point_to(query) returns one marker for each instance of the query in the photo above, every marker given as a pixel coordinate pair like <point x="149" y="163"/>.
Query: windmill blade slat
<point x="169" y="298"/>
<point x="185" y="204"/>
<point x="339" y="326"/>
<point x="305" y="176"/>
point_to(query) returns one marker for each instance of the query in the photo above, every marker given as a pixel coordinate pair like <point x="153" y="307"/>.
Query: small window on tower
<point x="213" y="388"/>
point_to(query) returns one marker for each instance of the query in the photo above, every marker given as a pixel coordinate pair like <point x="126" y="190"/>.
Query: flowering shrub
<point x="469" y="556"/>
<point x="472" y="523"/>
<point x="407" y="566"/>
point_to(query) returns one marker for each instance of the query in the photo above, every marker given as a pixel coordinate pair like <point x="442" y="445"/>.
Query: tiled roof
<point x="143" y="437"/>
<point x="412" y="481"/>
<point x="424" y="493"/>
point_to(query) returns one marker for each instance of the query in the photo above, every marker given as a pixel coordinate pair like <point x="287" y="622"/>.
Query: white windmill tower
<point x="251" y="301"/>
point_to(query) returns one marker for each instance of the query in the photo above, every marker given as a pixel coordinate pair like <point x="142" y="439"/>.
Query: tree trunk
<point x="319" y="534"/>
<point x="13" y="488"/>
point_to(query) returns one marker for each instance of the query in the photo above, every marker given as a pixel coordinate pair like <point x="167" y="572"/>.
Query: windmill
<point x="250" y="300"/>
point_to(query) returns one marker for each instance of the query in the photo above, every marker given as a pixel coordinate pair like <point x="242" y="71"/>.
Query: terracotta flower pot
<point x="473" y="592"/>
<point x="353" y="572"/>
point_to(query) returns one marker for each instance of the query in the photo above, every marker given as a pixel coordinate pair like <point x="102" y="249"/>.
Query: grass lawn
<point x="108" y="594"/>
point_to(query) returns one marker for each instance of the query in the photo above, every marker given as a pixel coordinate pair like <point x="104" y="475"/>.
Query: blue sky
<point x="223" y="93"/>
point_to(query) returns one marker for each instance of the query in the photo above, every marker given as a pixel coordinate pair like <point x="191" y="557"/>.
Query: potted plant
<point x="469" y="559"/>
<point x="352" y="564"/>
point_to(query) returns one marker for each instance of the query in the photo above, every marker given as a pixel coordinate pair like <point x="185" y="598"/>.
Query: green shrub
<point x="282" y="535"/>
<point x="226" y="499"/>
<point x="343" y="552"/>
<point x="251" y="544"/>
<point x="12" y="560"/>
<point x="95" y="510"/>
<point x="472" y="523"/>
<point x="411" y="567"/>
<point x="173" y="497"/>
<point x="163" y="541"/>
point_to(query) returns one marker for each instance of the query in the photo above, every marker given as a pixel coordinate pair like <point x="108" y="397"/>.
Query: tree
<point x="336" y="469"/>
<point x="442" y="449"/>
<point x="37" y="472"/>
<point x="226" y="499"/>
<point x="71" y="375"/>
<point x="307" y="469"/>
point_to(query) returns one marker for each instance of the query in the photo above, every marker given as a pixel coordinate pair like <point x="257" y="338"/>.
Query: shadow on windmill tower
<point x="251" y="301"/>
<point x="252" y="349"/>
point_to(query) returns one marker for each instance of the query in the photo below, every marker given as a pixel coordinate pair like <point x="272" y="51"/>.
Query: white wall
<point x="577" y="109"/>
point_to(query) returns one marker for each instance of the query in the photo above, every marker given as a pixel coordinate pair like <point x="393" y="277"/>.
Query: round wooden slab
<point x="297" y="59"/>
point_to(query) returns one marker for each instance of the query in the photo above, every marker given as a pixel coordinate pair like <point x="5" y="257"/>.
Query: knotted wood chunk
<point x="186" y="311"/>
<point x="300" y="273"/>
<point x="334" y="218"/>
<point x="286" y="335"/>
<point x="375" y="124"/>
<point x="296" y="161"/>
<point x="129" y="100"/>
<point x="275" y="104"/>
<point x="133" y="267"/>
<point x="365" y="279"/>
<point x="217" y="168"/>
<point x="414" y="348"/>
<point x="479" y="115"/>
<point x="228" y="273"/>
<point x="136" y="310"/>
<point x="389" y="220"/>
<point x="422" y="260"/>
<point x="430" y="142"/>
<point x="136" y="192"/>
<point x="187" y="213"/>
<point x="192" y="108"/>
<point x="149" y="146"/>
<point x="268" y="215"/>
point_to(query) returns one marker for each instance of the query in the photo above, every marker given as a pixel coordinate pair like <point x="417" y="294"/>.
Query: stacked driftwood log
····················
* AIM: Reproduce all of the material above word for word.

* COMPLETE RESPONSE:
point_to(query) returns one marker for each instance of the query in the photo above, every marker given as a pixel coordinate pair like <point x="149" y="163"/>.
Query: windmill blade slat
<point x="169" y="298"/>
<point x="185" y="204"/>
<point x="339" y="326"/>
<point x="305" y="176"/>
point_to(query) returns one marker for each instance of the query in the photo above, every marker given as a pixel coordinate pair like <point x="153" y="307"/>.
Query: small window on tower
<point x="213" y="388"/>
point_to(query) returns one marker for each instance of the query in the photo above, every marker given as a pixel coordinate pair like <point x="126" y="190"/>.
Query: flowering shrub
<point x="469" y="556"/>
<point x="472" y="523"/>
<point x="407" y="566"/>
point_to(query) returns one marker for each instance of the query in the photo above, every marker given as a pixel coordinate pair like <point x="442" y="445"/>.
Query: tiled roof
<point x="143" y="437"/>
<point x="412" y="481"/>
<point x="424" y="493"/>
point_to(query) returns one marker for each instance of the query in the photo above, every marker given as a pixel coordinate pair like <point x="287" y="622"/>.
Query: white windmill tower
<point x="251" y="301"/>
point_to(query) returns one marker for each instance of the query in the photo above, every marker given as a pixel coordinate pair like <point x="142" y="439"/>.
Query: tree trunk
<point x="319" y="534"/>
<point x="13" y="488"/>
point_to(query) returns one marker for each instance of the query in the photo above, every marker given as a pixel coordinate pair like <point x="167" y="572"/>.
Query: windmill
<point x="250" y="300"/>
point_to(query) returns one marker for each instance of the query in the photo above, every marker given as a pixel coordinate pair like <point x="242" y="71"/>.
Query: terracotta flower pot
<point x="473" y="592"/>
<point x="353" y="572"/>
point_to(query) returns one marker for each instance of the query in the photo above, every marker given as a pixel coordinate pair like <point x="102" y="249"/>.
Query: grass lawn
<point x="108" y="594"/>
point_to(query) returns one marker for each instance of the query in the photo above, every marker given as a pixel coordinate pair like <point x="104" y="475"/>.
Query: blue sky
<point x="223" y="93"/>
point_to(query) returns one marker for each instance of the query in the photo above, every marker given as a pixel coordinate pair like <point x="191" y="557"/>.
Query: potted plant
<point x="469" y="559"/>
<point x="352" y="564"/>
point_to(query) returns one marker for each instance of the query in the photo above, every marker given as a pixel coordinate pair like <point x="185" y="598"/>.
Query: green shrub
<point x="282" y="535"/>
<point x="226" y="499"/>
<point x="343" y="552"/>
<point x="251" y="544"/>
<point x="12" y="560"/>
<point x="95" y="510"/>
<point x="472" y="523"/>
<point x="411" y="567"/>
<point x="173" y="497"/>
<point x="163" y="541"/>
point_to(query) returns one marker for each instance of the query in the photo above, every marker given as a pixel coordinate pair like <point x="108" y="397"/>.
Query: tree
<point x="336" y="469"/>
<point x="442" y="449"/>
<point x="37" y="472"/>
<point x="226" y="499"/>
<point x="71" y="375"/>
<point x="307" y="469"/>
point_to(query) returns one marker for each instance of the query in the photo above, every marker given as a pixel coordinate pair like <point x="257" y="338"/>.
Query: shadow on windmill tower
<point x="251" y="301"/>
<point x="252" y="349"/>
point_to(query) returns one marker for each instance of the query in the photo below, every marker given as a pixel coordinate pair like <point x="272" y="51"/>.
Query: white wall
<point x="577" y="109"/>
point_to(query) returns one marker for each instance of the query in the photo above, every marker given as a pixel coordinate pair like <point x="393" y="277"/>.
Query: round wooden slab
<point x="297" y="59"/>
point_to(query) returns one marker for each instance of the query in the photo above, every marker given as a pixel coordinate pair like <point x="5" y="257"/>.
Query: knotted wood chunk
<point x="186" y="311"/>
<point x="300" y="273"/>
<point x="334" y="218"/>
<point x="286" y="335"/>
<point x="375" y="124"/>
<point x="296" y="161"/>
<point x="129" y="100"/>
<point x="275" y="104"/>
<point x="133" y="267"/>
<point x="365" y="279"/>
<point x="217" y="168"/>
<point x="414" y="348"/>
<point x="479" y="115"/>
<point x="228" y="273"/>
<point x="136" y="310"/>
<point x="389" y="220"/>
<point x="422" y="260"/>
<point x="430" y="142"/>
<point x="136" y="192"/>
<point x="187" y="213"/>
<point x="192" y="108"/>
<point x="149" y="146"/>
<point x="268" y="215"/>
point_to(query) returns one marker for each instance of the query in the photo above, every marker given as a pixel coordinate pair like <point x="417" y="294"/>.
Query: stacked driftwood log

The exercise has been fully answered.